*WHAT YOU ARE ASKED TO DO*: Please give, exactly as they appear below, the line with "Reading the photograph above, identify the sandy" and every line after it through the final one, and nothing else.

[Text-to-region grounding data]
- - -

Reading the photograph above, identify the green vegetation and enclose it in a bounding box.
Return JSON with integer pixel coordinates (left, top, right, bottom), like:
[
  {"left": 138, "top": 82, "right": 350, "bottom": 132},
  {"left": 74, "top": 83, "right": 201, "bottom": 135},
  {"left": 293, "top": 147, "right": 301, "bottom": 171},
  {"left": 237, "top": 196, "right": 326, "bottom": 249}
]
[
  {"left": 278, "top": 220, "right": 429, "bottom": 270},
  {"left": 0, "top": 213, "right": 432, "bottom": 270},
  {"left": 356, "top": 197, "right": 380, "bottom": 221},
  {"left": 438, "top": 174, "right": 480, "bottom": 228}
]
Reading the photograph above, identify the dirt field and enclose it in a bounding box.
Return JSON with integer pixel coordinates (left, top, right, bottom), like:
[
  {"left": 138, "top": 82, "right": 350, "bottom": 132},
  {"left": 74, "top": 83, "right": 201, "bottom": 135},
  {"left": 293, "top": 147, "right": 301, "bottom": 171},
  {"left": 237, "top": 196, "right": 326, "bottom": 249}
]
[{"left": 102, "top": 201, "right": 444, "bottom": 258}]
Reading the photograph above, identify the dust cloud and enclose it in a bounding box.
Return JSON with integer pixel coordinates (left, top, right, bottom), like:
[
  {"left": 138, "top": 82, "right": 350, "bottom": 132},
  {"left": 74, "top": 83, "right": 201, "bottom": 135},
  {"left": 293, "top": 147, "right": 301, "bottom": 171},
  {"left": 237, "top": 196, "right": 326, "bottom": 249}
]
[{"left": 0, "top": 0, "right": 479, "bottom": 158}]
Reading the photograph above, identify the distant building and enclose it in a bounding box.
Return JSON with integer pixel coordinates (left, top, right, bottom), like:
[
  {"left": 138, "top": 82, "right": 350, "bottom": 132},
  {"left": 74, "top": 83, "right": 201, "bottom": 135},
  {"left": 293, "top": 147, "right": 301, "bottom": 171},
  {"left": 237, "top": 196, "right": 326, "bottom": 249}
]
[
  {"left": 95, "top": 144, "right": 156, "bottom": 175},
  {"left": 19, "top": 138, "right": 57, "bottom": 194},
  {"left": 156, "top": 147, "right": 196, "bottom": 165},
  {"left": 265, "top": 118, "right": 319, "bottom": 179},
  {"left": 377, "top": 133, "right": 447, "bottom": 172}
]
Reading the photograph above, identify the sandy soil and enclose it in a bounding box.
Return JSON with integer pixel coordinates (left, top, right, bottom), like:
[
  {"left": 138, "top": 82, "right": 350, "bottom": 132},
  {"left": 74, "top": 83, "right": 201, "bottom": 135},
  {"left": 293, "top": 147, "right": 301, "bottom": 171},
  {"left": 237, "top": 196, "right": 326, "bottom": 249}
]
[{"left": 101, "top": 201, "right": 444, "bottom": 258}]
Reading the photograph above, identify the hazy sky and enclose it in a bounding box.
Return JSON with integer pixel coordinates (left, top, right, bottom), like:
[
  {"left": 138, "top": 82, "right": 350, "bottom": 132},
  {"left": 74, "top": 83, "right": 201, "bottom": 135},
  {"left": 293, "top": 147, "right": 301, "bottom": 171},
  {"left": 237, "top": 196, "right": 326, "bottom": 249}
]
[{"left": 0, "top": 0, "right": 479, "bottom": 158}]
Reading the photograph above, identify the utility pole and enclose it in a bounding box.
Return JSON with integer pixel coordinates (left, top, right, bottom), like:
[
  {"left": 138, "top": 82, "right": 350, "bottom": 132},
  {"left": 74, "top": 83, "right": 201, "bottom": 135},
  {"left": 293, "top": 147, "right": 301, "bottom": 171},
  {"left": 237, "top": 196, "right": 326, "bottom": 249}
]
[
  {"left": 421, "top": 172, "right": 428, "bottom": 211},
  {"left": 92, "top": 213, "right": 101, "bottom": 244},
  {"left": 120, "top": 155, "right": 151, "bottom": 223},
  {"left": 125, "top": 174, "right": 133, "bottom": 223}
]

- - -

*ANSWER SECTION*:
Reading the photograph above, identify the sandy soil and enclose it in a bounding box.
Return JSON with integer pixel coordinates (left, top, right, bottom), like:
[
  {"left": 138, "top": 82, "right": 350, "bottom": 132},
  {"left": 74, "top": 83, "right": 201, "bottom": 135},
  {"left": 293, "top": 147, "right": 301, "bottom": 171},
  {"left": 237, "top": 196, "right": 326, "bottom": 249}
]
[{"left": 101, "top": 201, "right": 444, "bottom": 258}]
Reading the photograph above, identify the hazy sky and enclose it in a bounding box.
Return JSON with integer pixel coordinates (left, top, right, bottom), like:
[
  {"left": 138, "top": 82, "right": 350, "bottom": 132},
  {"left": 74, "top": 83, "right": 201, "bottom": 135},
  {"left": 293, "top": 147, "right": 301, "bottom": 171},
  {"left": 237, "top": 196, "right": 326, "bottom": 249}
]
[{"left": 0, "top": 0, "right": 479, "bottom": 158}]
Reading the photograph above, identify the utility pole and enclose it in a bounding box.
Return JSON with integer pixel coordinates (left, top, right, bottom), like:
[
  {"left": 138, "top": 82, "right": 350, "bottom": 132},
  {"left": 74, "top": 83, "right": 201, "bottom": 135},
  {"left": 293, "top": 147, "right": 301, "bottom": 171},
  {"left": 237, "top": 196, "right": 326, "bottom": 249}
]
[
  {"left": 421, "top": 172, "right": 428, "bottom": 211},
  {"left": 92, "top": 213, "right": 101, "bottom": 244},
  {"left": 120, "top": 155, "right": 151, "bottom": 223},
  {"left": 125, "top": 174, "right": 133, "bottom": 223}
]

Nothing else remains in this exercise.